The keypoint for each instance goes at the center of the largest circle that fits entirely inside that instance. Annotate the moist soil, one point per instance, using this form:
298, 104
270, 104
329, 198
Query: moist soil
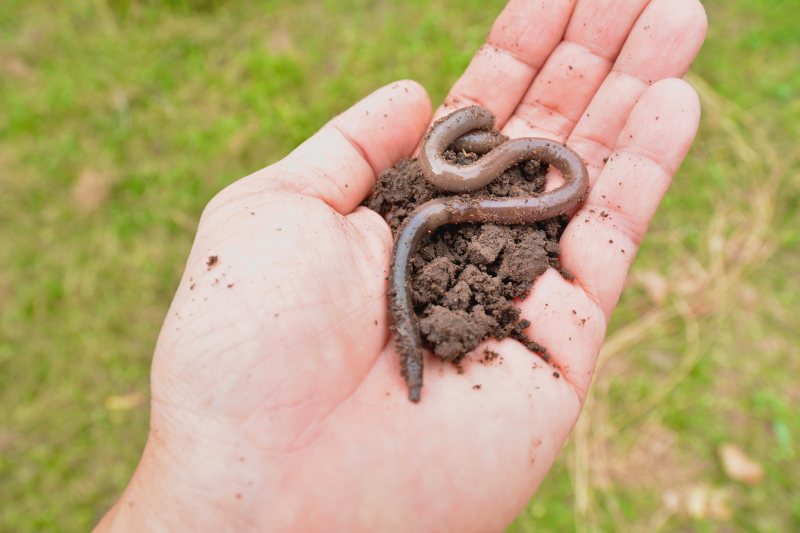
-.-.-
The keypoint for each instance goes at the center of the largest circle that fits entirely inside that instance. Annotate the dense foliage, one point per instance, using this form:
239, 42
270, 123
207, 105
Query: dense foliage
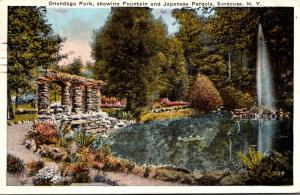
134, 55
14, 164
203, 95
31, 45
-.-.-
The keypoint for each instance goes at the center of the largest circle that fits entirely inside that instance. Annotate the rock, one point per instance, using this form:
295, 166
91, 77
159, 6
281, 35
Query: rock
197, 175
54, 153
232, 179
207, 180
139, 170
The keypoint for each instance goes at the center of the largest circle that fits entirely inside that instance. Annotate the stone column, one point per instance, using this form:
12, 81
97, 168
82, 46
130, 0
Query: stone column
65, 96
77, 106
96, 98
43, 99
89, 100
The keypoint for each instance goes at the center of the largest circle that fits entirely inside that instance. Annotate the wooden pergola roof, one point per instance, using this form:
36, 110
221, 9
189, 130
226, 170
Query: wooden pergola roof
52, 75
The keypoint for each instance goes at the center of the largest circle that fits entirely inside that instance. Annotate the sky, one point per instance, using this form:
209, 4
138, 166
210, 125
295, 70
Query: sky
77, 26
-.-.-
### Assignment
Each line above that holds the string "instance" should be copied and shown.

### Exercise solution
The keypoint for each instance goes at the center of the largest circle that fits entirely inside that instance. Annotate the moist soil, one point per instance, using this form:
The keypoint for each instance goes at the center of the largest circle that fits entirely inside that instance. Annotate the dense foliage, one point per instance, using this form:
The keypoint for each instance goes at the center of the largest circle that fits entirely inside that instance. Annotate the rock, one point per instance, using this form:
The keypoint for each instance goes at the center of the largest circle that fits entirely inside that instance. Annotate the stone column, one point per instance, using this form:
The keypoint for each instance goes at the center of the largest circle that fits entirely inside that instance. Annotate the wooden pergola roof, one point per instance, using this form:
The keypoint for each instance goes at the center of the largest circle that fits entirely inside that instance. Annotate the sky, one point per instance, using this form:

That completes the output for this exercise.